● **Problem**
Transcribe every entry below verbatim, line for line, without altering any wording, punctuation, or coordinate values.

● **Material for the task**
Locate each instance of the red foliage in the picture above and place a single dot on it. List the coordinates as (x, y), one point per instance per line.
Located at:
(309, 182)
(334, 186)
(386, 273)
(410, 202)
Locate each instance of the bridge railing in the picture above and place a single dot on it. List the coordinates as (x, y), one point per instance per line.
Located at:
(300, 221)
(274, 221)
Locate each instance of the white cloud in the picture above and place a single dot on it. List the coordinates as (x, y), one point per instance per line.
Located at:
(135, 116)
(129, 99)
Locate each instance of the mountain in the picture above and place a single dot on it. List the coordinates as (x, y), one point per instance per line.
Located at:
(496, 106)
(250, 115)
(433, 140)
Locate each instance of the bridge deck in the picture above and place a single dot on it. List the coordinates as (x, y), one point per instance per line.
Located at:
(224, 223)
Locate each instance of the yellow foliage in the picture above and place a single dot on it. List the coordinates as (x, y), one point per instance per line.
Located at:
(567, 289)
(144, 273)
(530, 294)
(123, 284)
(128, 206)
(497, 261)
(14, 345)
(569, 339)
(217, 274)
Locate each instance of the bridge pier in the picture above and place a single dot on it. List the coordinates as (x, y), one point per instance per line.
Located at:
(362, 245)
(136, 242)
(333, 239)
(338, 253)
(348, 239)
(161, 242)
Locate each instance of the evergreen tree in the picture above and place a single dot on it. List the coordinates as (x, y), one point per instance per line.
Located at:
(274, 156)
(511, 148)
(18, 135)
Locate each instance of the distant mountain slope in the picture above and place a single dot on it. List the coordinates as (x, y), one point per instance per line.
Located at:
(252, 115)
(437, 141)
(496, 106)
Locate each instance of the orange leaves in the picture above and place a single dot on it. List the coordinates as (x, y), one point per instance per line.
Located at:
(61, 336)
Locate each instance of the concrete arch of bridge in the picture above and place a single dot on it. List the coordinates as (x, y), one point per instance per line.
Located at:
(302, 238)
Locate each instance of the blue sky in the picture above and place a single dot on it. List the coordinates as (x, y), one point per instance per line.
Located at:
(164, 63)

● **Solution for this exercise**
Locate each instance of the red foliage in the picture above and place a single dot on it. List the coordinates as (x, y), one point per instance per line.
Located at:
(309, 182)
(334, 186)
(386, 273)
(410, 202)
Locate each instance of the bridge railing in the picture above and place a single dot on it. List the coordinates as (x, y), one point per instance per line.
Located at:
(300, 221)
(274, 221)
Locate each instance of the white cloud in the picture above and place a single dot on it. List the coordinates as (x, y), one point per instance per line.
Located at:
(135, 116)
(129, 99)
Locate each instance of the mountain in the picture above and place a single dot on it. List the coordinates as (x, y), one point per instance per line.
Located at:
(496, 106)
(250, 115)
(433, 140)
Locate each instance of the bridge deck in the picture above and place a single dot on it. List the coordinates as (x, y), one point per instance per line.
Located at:
(224, 223)
Locate each instance of the yellow foliage in the picture above and place a single dot on it. List the coordinates as (x, y), one point per instance per line.
Located at:
(567, 289)
(144, 273)
(530, 294)
(123, 284)
(128, 206)
(497, 261)
(14, 345)
(569, 339)
(217, 274)
Locate each instance of the bridge pier in the picture above and place a single dot on it. List the coordinates as (x, y), one point per instance per line.
Located at:
(362, 245)
(136, 242)
(333, 239)
(338, 253)
(348, 239)
(161, 242)
Locate each instance of the evergreen tree in the picture above and place a single dot on it. List the coordinates as (x, y), one point per instance per line.
Located at:
(274, 156)
(511, 148)
(18, 135)
Locate each instance of the distant mountain slope in the picture above and place a single dot on it. List the coordinates as (x, y), one point per instance per line.
Located at:
(252, 115)
(437, 141)
(496, 106)
Locate each instance of the orange leaves in the picture above and place a single dot on it. List the coordinates as (x, y), one point per instance per line.
Located at:
(61, 336)
Locate each instance of the concrete arch of bridge in the picture above and place a single dot on it. List the coordinates as (x, y), one point per instance per line.
Located at:
(302, 238)
Locate each instance of the blue sky in the picture above and place a single dot on it. List the coordinates as (x, y), one point per instance per line.
Located at:
(164, 63)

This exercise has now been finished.